Reproduce verbatim the lines of the material below, from the line containing "of the suitcase" through the final line of the material, both included.

==============================

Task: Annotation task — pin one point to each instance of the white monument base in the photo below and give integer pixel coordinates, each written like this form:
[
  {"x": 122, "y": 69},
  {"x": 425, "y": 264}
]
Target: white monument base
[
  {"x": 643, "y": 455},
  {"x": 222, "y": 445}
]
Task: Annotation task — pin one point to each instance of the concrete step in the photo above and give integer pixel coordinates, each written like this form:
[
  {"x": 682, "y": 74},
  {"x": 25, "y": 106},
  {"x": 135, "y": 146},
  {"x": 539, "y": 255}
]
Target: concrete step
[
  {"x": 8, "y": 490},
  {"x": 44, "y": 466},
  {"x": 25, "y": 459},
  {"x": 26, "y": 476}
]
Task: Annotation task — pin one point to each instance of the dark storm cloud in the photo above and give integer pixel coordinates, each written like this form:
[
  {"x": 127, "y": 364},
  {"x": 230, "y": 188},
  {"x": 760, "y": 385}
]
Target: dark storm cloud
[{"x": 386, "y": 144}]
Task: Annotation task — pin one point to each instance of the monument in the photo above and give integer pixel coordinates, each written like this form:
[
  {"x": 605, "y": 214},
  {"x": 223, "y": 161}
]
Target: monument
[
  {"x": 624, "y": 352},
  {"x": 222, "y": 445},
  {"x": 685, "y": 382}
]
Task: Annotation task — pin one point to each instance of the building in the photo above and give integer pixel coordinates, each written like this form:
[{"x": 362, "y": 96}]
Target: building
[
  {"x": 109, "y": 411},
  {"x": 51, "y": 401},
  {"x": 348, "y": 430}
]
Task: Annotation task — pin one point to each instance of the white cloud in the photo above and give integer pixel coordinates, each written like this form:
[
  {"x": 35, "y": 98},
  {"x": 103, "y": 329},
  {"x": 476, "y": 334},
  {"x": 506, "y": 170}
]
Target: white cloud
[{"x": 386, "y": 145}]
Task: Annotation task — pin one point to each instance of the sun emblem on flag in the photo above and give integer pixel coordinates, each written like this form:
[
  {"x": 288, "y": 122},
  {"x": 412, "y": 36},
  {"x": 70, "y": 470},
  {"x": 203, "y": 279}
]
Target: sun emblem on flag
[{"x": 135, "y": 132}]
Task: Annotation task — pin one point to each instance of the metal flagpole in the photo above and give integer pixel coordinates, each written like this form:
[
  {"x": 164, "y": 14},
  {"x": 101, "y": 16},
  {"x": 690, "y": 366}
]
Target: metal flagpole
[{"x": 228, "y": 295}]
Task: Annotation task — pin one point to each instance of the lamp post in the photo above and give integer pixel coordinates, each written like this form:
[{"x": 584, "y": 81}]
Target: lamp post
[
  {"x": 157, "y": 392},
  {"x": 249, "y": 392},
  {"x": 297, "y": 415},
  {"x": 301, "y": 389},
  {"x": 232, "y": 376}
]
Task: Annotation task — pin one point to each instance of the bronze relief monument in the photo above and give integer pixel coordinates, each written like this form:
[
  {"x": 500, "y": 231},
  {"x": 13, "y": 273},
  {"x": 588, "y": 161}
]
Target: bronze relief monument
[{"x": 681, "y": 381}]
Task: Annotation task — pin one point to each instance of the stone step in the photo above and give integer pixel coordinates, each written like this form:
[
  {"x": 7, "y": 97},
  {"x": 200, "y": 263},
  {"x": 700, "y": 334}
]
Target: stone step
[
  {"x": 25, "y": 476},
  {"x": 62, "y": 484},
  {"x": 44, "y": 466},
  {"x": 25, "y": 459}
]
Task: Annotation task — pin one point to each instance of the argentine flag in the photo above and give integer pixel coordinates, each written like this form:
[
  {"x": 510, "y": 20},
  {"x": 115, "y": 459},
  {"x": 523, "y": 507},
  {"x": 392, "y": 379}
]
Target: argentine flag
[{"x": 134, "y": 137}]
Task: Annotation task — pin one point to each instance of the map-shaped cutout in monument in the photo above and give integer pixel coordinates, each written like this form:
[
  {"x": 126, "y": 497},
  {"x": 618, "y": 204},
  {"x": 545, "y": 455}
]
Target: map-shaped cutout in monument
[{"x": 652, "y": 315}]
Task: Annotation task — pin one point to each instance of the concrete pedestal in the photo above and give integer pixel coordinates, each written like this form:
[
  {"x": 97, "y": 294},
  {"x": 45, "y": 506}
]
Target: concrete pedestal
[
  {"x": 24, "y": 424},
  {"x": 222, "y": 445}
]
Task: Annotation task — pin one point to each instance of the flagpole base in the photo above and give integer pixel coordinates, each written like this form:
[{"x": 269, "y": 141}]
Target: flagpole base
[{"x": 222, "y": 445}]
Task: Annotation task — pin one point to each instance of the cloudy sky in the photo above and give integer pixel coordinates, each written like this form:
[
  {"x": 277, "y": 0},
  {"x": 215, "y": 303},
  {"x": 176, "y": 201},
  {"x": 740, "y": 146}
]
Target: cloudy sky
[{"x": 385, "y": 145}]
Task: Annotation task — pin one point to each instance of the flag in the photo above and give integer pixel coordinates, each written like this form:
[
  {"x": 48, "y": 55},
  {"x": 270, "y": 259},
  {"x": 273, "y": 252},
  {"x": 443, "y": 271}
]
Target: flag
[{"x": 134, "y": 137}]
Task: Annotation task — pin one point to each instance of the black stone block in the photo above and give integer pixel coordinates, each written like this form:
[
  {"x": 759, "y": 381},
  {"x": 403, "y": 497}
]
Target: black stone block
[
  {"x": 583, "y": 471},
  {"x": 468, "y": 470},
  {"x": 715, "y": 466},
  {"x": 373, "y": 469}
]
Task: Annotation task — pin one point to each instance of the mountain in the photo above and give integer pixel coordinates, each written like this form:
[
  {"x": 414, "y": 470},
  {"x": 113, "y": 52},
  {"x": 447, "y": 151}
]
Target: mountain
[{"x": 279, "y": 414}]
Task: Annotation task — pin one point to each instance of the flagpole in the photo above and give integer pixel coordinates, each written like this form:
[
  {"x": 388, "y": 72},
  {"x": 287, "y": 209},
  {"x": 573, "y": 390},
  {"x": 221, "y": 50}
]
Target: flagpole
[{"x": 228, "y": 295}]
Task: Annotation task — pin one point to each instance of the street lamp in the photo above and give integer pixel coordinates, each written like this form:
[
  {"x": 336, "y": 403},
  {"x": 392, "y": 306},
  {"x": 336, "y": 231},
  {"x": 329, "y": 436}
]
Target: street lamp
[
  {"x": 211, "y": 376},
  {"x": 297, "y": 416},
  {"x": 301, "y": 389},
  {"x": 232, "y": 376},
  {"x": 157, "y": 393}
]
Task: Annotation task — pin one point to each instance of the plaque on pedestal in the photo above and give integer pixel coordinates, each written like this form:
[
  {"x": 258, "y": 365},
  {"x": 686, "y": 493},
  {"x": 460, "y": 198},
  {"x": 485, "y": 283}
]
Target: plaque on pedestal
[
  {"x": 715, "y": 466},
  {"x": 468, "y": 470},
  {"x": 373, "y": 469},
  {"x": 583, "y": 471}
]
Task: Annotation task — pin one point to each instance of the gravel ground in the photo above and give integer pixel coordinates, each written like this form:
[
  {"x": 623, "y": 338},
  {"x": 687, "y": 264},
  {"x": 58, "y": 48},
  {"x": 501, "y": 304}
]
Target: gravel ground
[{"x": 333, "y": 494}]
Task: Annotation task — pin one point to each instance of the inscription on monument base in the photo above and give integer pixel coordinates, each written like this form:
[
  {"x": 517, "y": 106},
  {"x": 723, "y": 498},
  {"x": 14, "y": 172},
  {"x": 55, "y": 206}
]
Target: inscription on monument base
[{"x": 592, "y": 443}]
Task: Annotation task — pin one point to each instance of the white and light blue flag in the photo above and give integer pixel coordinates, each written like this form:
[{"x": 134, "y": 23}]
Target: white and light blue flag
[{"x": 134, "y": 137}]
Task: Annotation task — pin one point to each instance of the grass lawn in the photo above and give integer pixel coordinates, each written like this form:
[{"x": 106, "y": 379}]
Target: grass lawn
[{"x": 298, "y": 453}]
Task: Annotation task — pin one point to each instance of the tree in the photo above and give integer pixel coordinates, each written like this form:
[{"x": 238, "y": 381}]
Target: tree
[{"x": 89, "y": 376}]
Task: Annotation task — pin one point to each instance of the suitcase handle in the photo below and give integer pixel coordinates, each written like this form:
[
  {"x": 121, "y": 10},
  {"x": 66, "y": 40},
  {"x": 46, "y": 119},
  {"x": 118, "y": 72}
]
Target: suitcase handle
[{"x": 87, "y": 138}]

==============================

_Task output_.
Task: Annotation task — pin one point to each instance of the suitcase handle in the photo below and give integer pixel coordinates, each written like this form:
[
  {"x": 121, "y": 10},
  {"x": 66, "y": 40},
  {"x": 46, "y": 119},
  {"x": 118, "y": 72}
]
Target: suitcase handle
[{"x": 87, "y": 138}]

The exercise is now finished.